--- BEGIN ---

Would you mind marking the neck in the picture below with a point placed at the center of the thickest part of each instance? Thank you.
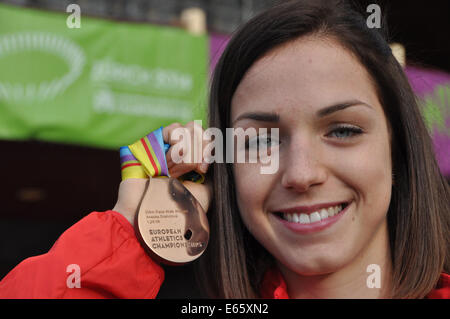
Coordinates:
(352, 281)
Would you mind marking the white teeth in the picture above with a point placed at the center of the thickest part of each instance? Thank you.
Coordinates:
(313, 217)
(331, 211)
(304, 219)
(323, 213)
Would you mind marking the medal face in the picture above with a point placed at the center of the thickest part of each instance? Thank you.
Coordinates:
(171, 223)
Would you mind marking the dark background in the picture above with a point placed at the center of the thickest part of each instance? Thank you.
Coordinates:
(48, 187)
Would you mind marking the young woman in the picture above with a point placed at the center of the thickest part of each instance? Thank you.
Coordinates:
(357, 186)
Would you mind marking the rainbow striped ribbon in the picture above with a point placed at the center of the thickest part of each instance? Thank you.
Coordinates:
(147, 157)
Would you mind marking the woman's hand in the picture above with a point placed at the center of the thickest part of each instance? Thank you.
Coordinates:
(131, 190)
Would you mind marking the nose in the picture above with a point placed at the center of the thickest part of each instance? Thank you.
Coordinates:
(304, 167)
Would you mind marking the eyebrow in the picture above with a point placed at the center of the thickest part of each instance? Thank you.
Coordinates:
(275, 118)
(339, 106)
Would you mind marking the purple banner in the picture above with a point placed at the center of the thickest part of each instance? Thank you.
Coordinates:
(432, 88)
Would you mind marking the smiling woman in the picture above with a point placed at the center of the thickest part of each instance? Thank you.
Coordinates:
(357, 184)
(356, 190)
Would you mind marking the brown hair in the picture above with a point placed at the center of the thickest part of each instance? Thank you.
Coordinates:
(418, 216)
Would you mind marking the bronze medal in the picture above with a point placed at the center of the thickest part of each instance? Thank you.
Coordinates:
(171, 223)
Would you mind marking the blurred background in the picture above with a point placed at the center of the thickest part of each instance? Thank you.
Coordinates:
(70, 97)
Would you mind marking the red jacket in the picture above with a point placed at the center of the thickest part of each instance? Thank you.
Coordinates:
(112, 264)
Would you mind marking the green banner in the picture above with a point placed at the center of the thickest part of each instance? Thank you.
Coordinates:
(104, 84)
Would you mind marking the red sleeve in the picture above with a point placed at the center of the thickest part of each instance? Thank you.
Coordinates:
(442, 289)
(111, 262)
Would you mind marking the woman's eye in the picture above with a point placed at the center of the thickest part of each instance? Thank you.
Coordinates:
(342, 132)
(261, 141)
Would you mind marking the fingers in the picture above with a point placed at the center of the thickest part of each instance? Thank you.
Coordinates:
(187, 147)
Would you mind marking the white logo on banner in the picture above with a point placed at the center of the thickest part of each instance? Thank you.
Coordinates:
(49, 43)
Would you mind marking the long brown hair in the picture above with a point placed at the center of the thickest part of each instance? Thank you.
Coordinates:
(418, 216)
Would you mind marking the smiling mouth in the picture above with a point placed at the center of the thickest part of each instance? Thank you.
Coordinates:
(313, 217)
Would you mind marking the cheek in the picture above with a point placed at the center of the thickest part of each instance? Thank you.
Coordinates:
(368, 170)
(251, 189)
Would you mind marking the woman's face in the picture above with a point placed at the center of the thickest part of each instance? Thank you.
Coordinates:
(326, 204)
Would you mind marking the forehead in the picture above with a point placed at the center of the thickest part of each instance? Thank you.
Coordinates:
(301, 76)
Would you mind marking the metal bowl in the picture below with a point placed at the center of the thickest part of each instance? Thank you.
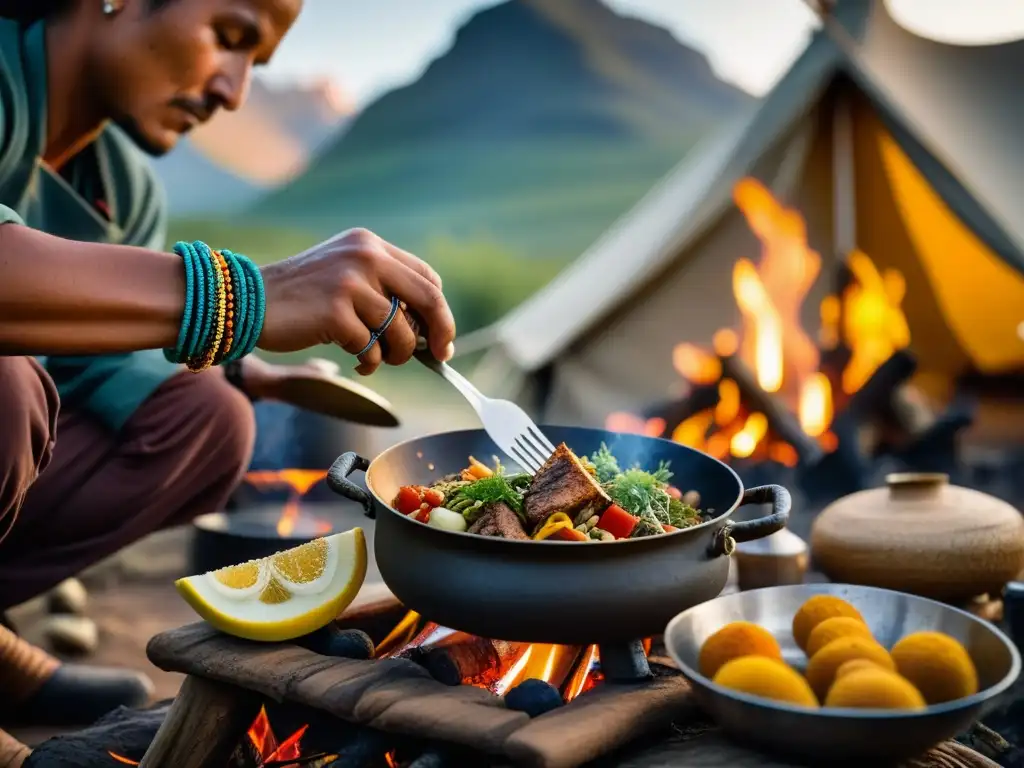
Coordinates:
(842, 735)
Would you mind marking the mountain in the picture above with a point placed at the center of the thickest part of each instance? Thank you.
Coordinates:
(544, 121)
(228, 163)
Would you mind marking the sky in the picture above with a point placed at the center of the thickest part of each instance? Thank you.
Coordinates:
(370, 46)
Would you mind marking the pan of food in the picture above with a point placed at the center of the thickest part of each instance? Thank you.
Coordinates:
(597, 547)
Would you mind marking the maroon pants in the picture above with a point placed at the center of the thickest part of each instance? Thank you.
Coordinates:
(73, 493)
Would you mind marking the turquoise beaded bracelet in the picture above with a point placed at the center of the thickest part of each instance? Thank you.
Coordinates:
(206, 283)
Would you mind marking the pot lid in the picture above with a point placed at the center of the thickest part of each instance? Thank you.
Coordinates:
(931, 493)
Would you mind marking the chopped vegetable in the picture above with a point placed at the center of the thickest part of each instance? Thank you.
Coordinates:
(569, 535)
(423, 515)
(433, 498)
(557, 521)
(642, 502)
(617, 521)
(409, 499)
(479, 469)
(446, 519)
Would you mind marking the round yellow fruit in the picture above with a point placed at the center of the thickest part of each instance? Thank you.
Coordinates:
(938, 665)
(734, 641)
(823, 665)
(873, 688)
(769, 678)
(817, 609)
(283, 596)
(834, 629)
(855, 665)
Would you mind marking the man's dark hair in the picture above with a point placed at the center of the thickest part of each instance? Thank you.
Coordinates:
(33, 10)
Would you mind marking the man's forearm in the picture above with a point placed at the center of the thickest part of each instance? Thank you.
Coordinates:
(64, 297)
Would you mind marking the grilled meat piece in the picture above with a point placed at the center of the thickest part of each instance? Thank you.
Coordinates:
(499, 519)
(562, 484)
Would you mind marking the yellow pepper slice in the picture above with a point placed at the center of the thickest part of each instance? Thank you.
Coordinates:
(554, 523)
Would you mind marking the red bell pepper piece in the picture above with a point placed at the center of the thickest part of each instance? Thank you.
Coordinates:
(409, 499)
(433, 497)
(569, 535)
(617, 521)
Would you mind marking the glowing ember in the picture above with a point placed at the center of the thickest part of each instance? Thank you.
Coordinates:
(782, 357)
(498, 666)
(298, 481)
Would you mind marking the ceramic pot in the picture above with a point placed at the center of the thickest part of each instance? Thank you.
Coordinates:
(923, 536)
(775, 560)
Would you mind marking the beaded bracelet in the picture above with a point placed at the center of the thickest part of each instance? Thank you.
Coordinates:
(224, 307)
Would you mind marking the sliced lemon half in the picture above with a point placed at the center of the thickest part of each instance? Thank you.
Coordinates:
(283, 596)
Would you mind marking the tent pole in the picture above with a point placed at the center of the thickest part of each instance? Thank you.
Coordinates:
(844, 192)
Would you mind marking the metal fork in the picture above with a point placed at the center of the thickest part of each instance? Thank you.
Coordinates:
(508, 425)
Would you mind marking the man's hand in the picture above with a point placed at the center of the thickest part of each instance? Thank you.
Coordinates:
(340, 291)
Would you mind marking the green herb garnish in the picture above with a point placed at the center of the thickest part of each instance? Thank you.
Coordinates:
(682, 515)
(605, 464)
(494, 488)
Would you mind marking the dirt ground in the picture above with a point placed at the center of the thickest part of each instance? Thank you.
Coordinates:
(131, 598)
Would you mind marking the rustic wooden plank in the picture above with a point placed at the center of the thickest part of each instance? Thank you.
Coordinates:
(600, 721)
(203, 727)
(391, 694)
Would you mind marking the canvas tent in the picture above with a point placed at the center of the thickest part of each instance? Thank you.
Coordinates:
(909, 150)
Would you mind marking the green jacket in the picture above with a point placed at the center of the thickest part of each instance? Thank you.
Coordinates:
(112, 172)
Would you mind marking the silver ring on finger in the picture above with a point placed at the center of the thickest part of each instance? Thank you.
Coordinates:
(376, 334)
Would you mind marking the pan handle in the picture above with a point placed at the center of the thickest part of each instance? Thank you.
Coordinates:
(733, 532)
(337, 480)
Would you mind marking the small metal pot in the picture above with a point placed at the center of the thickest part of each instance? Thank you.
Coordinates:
(554, 592)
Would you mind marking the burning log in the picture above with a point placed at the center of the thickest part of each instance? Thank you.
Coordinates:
(203, 726)
(470, 659)
(780, 420)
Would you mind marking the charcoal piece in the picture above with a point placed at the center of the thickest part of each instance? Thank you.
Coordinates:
(124, 732)
(333, 641)
(534, 697)
(435, 759)
(625, 663)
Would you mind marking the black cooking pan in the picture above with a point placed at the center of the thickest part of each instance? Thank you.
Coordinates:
(554, 592)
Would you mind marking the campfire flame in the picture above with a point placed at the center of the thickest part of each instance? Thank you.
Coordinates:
(570, 669)
(263, 740)
(784, 360)
(298, 481)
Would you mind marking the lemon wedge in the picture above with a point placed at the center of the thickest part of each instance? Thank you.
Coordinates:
(283, 596)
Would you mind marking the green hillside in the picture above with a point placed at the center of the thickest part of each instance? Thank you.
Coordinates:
(543, 123)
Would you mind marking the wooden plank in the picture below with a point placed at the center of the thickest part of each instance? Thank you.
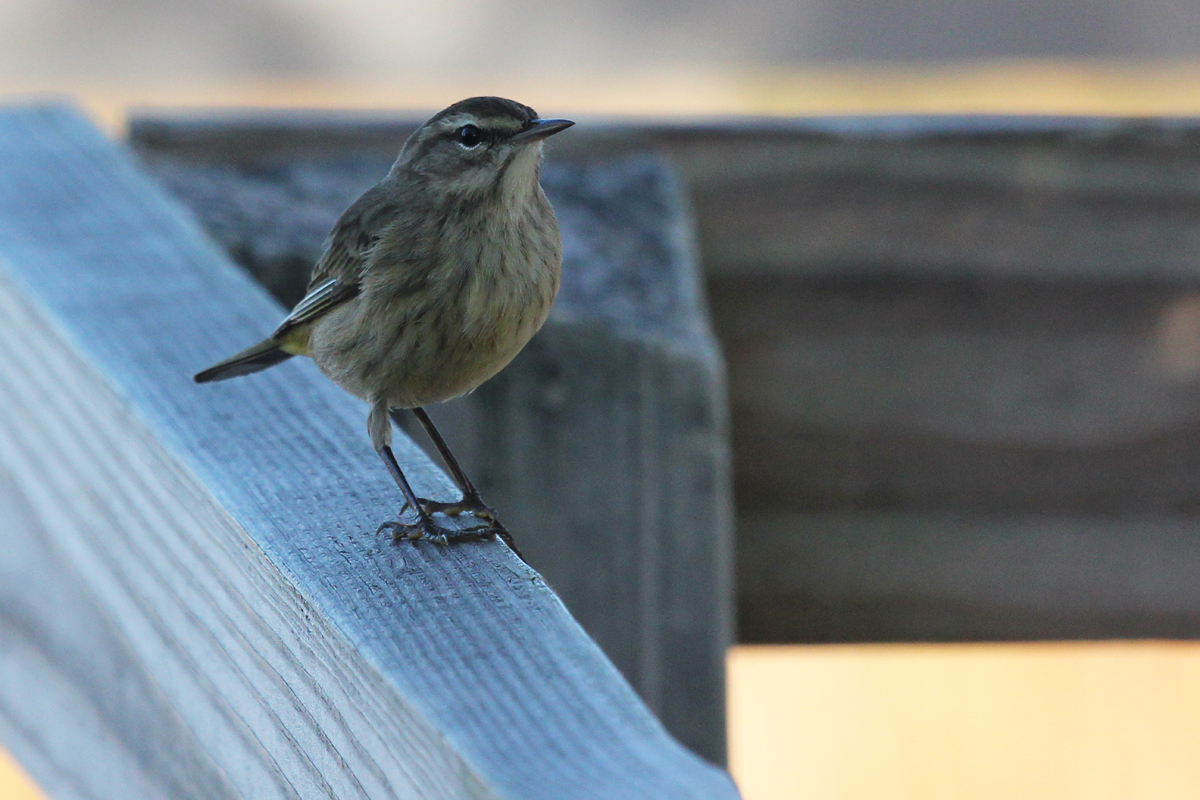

--- END ---

→ **GIVEN INSTRUCTION**: Write out again every line from the one containing "Would you mind marking the green hillside" through the end of the records, including both ends. Leave the pictures out of your answer.

→ **WORKED SOLUTION**:
Would you mind marking the green hillside in the picture above with a point placed at the center of the thickest part of each instance? Thank you.
Coordinates:
(543, 123)
Would you mind marking the wooden plank in the picture below with a point placed at the center of the thickest part of each instance? Thank you.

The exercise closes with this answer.